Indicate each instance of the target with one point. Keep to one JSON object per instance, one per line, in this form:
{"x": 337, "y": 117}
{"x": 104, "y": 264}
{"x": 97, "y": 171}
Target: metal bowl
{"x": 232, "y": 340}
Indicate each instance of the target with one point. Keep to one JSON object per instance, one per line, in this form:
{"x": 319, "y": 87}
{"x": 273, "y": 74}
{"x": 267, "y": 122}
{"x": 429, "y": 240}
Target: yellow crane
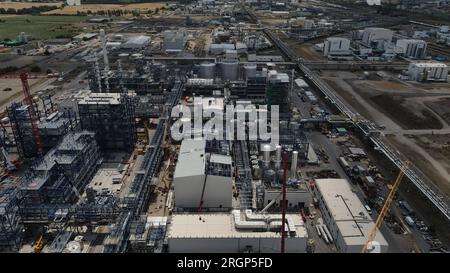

:: Given exercise ::
Render all of the material above as a JSON array of strings, with one string per line and blank lines omitted. Leave the pictures out of the output.

:: Answer to the problem ::
[
  "Indicate each instance of the target with one point. Keep to one JSON object per instance, one per line, in this form:",
  "{\"x\": 337, \"y\": 117}",
  "{\"x\": 104, \"y\": 264}",
  "{\"x\": 97, \"y\": 171}",
  "Target: metal bowl",
  "{\"x\": 232, \"y\": 340}",
  "Indicate each instance of the target with one point. Keep to one JSON object per instance, one per line, in this form:",
  "{\"x\": 319, \"y\": 87}",
  "{\"x\": 273, \"y\": 74}",
  "{\"x\": 267, \"y\": 122}",
  "{\"x\": 429, \"y\": 240}",
  "Target: yellow crane"
]